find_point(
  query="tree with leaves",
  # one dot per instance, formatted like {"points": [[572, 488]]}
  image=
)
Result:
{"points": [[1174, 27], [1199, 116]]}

> **练习要求**
将上面所有行输出为 JSON 字符串列表，每行对应一个字符串，空行省略。

> **任务输出**
[
  "find_point(",
  "  query=\"tree with leaves\",",
  "  # one dot per instance, formatted like {\"points\": [[572, 488]]}",
  "  image=",
  ")",
  "Result:",
  "{\"points\": [[1174, 27], [1199, 116]]}"
]